** Start SELECTION **

Note: Since the first notebooks in this project are not identical to those of the walkthrough project Churnometer, namely we did data cleaning before the EDA (which is a valid approach), we will therefore assess correlation levels and PPS here before starting the feature engineering process in the next notebook.

In [None]:
import numpy as np
import matplotlib.pyplot as plt
import seaborn as sns
import ppscore as pps


def heatmap_corr(df, threshold, figsize=(20, 12), font_annot=8):
    if len(df.columns) > 1:
        mask = np.zeros_like(df, dtype=np.bool)
        mask[np.triu_indices_from(mask)] = True
        mask[abs(df) < threshold] = True

        fig, axes = plt.subplots(figsize=figsize)
        sns.heatmap(df, annot=True, xticklabels=True, yticklabels=True,
                    mask=mask, cmap='viridis', annot_kws={"size": font_annot}, ax=axes,
                    linewidth=0.5
                    )
        axes.set_yticklabels(df.columns, rotation=0)
        plt.ylim(len(df.columns), 0)
        plt.show()


def heatmap_pps(df, threshold, figsize=(20, 12), font_annot=8):
    if len(df.columns) > 1:
        mask = np.zeros_like(df, dtype=np.bool)

** End SELECTION **
** Start MATERIAL SUPPLIED **

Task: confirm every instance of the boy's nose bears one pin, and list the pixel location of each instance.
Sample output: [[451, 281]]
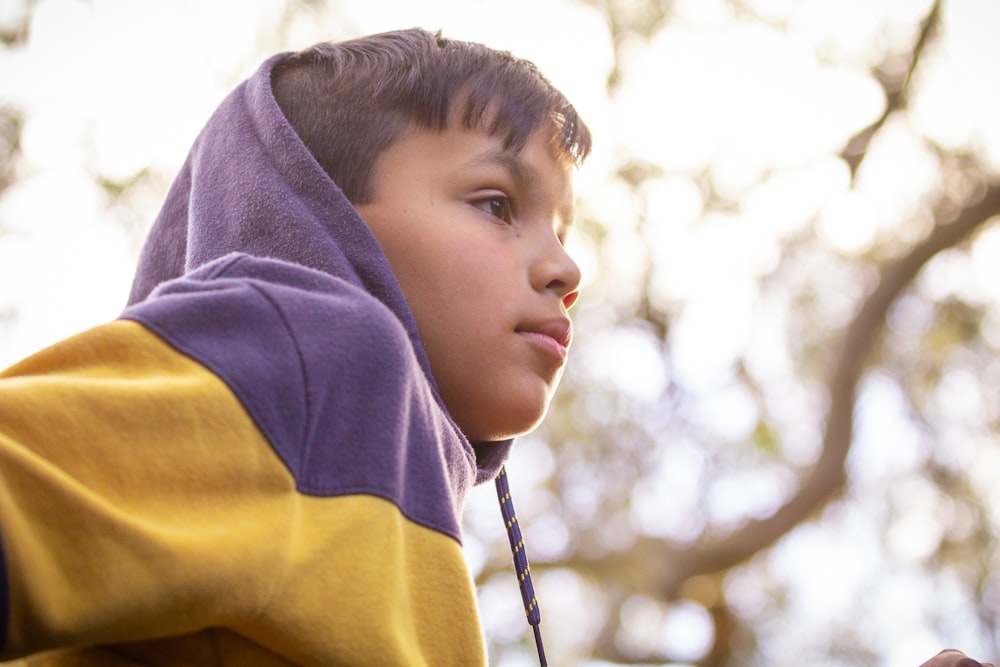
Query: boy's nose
[[561, 275]]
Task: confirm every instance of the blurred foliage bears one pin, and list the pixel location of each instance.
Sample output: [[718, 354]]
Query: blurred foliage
[[643, 486]]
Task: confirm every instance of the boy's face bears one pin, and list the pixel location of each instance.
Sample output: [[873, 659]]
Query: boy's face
[[474, 234]]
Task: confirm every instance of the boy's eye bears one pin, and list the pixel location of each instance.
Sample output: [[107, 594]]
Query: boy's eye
[[497, 206]]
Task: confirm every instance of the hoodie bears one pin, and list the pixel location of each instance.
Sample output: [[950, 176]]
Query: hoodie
[[252, 465]]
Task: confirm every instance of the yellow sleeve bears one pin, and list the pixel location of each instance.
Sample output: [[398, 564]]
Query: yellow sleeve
[[139, 503]]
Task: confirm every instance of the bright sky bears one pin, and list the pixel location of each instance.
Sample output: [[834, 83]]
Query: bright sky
[[109, 87]]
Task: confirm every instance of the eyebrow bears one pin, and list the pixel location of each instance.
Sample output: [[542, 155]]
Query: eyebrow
[[524, 175]]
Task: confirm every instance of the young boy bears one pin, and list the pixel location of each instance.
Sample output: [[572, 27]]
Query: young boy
[[354, 297]]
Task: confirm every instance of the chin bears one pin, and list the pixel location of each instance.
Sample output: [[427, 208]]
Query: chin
[[504, 424]]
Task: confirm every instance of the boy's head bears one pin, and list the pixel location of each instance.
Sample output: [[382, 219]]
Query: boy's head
[[460, 160], [349, 101]]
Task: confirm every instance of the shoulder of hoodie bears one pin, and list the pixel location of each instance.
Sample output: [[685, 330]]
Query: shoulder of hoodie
[[312, 358]]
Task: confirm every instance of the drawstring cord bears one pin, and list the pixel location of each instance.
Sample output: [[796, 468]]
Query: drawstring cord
[[520, 562]]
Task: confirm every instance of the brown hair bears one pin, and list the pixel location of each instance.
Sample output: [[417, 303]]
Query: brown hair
[[349, 101]]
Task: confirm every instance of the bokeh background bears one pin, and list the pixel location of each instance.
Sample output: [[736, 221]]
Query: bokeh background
[[777, 441]]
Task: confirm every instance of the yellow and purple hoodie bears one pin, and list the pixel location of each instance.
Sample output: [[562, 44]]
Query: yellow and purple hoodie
[[252, 465]]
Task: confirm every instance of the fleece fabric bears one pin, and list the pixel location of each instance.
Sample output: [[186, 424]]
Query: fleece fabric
[[252, 466]]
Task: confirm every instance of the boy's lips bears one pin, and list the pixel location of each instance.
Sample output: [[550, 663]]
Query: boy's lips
[[554, 335]]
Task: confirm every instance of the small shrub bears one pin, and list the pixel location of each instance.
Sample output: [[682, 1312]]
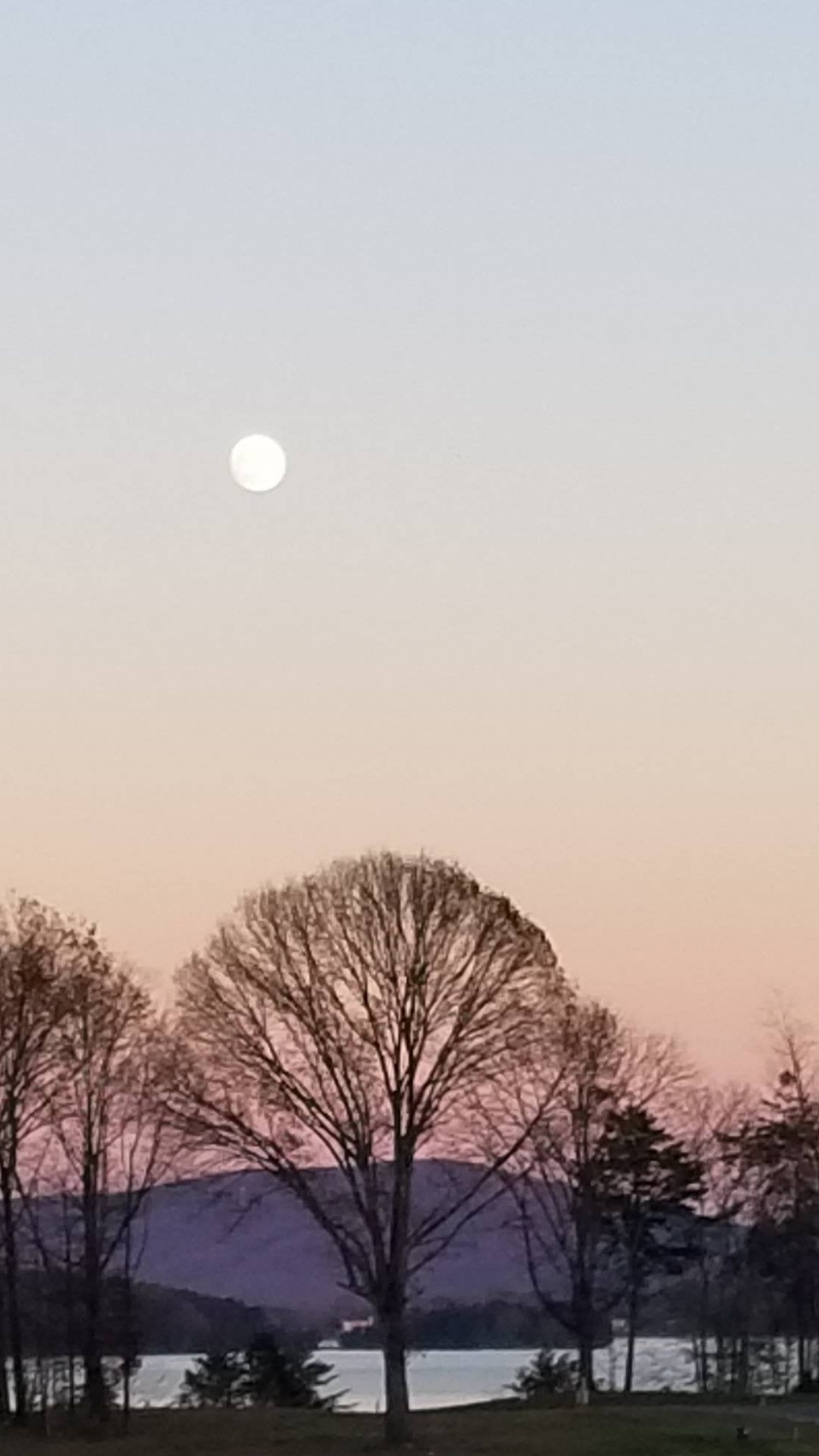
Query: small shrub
[[216, 1379], [268, 1372], [545, 1375]]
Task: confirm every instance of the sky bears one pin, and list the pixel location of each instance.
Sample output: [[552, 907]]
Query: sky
[[529, 294]]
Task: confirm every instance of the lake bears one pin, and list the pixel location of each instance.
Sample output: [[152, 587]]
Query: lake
[[444, 1376]]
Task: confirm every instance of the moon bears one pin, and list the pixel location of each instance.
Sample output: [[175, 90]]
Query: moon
[[259, 463]]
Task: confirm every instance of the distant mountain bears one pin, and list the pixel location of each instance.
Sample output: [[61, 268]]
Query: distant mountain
[[164, 1320], [242, 1237]]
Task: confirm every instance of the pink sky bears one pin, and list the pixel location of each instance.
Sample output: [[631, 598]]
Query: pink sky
[[531, 300]]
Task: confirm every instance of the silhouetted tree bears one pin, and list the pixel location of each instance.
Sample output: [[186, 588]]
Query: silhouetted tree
[[215, 1379], [651, 1185], [356, 1017], [110, 1131], [561, 1180], [284, 1373], [36, 946]]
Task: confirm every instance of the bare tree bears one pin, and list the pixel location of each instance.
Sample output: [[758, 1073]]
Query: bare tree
[[560, 1174], [353, 1018], [36, 944], [110, 1133]]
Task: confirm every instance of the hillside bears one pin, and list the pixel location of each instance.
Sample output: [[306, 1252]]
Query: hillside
[[241, 1237]]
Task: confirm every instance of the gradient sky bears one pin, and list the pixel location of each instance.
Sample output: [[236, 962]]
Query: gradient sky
[[529, 291]]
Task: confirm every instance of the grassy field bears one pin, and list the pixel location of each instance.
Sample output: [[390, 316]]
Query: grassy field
[[637, 1430]]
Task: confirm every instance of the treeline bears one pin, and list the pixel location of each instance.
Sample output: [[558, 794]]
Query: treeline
[[384, 1011], [496, 1324], [162, 1321]]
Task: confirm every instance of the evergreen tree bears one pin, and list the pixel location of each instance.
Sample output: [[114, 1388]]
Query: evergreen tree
[[278, 1373], [216, 1379], [651, 1185]]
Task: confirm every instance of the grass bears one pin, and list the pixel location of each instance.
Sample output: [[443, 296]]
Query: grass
[[642, 1429]]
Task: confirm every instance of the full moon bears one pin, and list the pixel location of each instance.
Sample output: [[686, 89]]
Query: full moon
[[259, 463]]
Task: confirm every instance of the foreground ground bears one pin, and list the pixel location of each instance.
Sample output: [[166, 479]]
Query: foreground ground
[[639, 1430]]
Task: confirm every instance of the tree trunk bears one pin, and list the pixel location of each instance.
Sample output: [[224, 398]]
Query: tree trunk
[[397, 1389], [14, 1301], [5, 1404], [95, 1391], [632, 1335]]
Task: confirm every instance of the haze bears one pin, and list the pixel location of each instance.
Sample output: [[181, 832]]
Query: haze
[[529, 294]]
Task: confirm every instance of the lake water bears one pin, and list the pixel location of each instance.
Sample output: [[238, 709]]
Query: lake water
[[444, 1376]]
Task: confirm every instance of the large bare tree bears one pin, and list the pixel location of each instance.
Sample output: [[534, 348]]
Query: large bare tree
[[354, 1019], [110, 1134], [36, 951]]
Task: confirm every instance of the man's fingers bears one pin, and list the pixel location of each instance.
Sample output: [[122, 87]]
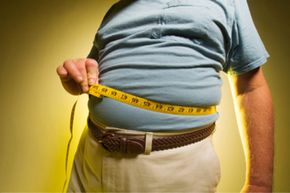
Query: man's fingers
[[73, 71], [92, 71], [62, 73], [83, 71]]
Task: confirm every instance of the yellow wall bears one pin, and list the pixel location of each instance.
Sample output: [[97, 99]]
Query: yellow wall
[[36, 36]]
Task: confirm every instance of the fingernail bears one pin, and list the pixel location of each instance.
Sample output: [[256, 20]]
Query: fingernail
[[85, 88], [91, 81], [80, 78]]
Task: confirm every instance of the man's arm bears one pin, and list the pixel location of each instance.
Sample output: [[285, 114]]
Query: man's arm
[[253, 105]]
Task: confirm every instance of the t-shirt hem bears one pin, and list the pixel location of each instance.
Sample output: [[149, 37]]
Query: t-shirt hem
[[255, 64]]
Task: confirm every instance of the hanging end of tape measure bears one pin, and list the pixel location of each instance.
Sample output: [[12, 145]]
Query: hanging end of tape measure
[[94, 91]]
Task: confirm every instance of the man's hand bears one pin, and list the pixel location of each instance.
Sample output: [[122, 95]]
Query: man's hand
[[253, 103], [77, 75]]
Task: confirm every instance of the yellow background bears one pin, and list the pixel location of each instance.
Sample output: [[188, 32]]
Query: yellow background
[[37, 36]]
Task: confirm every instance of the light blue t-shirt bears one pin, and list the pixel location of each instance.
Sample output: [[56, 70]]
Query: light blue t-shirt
[[171, 51]]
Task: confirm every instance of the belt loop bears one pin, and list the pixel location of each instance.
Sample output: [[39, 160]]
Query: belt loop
[[148, 143]]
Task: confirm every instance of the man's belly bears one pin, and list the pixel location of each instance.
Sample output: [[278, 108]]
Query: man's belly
[[174, 86]]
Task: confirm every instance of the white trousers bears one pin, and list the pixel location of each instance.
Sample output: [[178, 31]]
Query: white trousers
[[191, 168]]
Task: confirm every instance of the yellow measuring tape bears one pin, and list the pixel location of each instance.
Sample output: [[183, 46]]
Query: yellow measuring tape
[[98, 90]]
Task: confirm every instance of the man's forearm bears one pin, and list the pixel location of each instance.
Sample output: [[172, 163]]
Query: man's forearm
[[255, 113]]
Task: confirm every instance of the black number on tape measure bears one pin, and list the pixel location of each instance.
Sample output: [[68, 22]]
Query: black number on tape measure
[[158, 106], [124, 97], [181, 109], [104, 89], [147, 103], [190, 110], [114, 93], [135, 100]]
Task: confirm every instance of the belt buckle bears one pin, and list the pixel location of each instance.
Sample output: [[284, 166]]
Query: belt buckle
[[114, 142]]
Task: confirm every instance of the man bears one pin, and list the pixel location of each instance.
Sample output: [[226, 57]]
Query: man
[[171, 52]]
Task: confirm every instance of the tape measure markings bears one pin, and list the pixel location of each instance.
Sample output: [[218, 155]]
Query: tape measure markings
[[101, 90]]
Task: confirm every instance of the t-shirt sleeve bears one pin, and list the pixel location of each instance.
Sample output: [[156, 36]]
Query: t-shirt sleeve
[[247, 51], [94, 52]]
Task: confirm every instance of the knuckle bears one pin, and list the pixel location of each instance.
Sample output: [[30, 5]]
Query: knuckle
[[67, 63]]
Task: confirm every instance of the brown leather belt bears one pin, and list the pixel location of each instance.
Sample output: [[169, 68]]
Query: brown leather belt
[[135, 143]]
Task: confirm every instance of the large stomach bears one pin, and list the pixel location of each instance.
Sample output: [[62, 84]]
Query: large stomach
[[186, 86]]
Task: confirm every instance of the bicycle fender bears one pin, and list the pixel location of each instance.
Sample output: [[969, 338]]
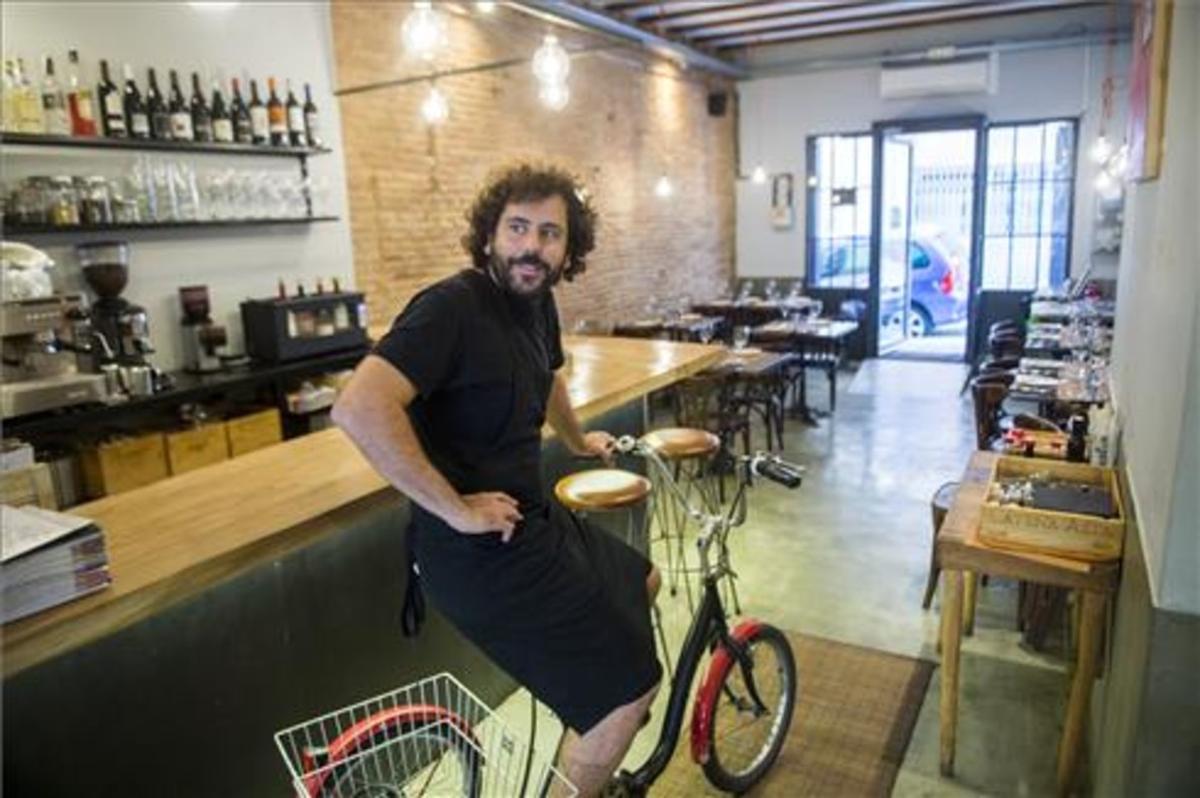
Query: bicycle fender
[[706, 697], [349, 742]]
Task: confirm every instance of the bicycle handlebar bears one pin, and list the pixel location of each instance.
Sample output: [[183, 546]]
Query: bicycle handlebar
[[777, 469], [765, 465]]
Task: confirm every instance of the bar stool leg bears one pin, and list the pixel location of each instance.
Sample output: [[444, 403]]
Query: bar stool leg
[[663, 641]]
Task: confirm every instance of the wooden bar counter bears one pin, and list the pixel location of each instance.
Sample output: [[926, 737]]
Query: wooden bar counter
[[174, 539]]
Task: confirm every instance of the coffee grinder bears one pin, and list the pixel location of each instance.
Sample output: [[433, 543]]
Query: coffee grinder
[[120, 324], [204, 342]]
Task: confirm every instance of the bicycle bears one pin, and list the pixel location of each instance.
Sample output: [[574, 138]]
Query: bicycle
[[396, 744]]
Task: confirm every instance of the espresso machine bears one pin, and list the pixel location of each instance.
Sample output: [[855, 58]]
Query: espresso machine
[[204, 342], [43, 341], [119, 325]]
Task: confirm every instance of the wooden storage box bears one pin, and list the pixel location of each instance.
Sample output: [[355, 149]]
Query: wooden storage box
[[1049, 532], [28, 485], [124, 465], [196, 448], [255, 431]]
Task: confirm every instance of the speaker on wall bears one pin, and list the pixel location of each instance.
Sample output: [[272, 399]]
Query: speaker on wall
[[717, 103]]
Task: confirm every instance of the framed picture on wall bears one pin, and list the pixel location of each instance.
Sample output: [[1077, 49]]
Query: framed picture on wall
[[1147, 87]]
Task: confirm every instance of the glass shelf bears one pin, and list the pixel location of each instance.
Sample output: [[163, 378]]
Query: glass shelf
[[136, 144]]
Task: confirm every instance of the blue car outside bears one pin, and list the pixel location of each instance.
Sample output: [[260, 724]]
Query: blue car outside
[[936, 285]]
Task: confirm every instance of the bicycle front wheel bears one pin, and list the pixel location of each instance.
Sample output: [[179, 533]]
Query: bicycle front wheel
[[744, 739]]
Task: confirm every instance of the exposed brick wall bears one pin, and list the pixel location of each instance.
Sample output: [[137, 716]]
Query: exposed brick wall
[[630, 119]]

** End MATERIAL SUPPLIED **

- _TASK BRIEF_: Decide whether each statement below agrees with the notebook excerpt, answering yes or no and quoting the deciding words of the excerpt. (a) In this project, data cleaning was carried out before the EDA. (b) The heatmap_corr function draws its heatmap with the 'magma' colormap. (c) Feature engineering begins in this same notebook.

- _EXERCISE RESPONSE_:
(a) Yes: "we did data cleaning before the EDA"
(b) No: "cmap='viridis'"
(c) No: "before starting the feature engineering process in the next notebook"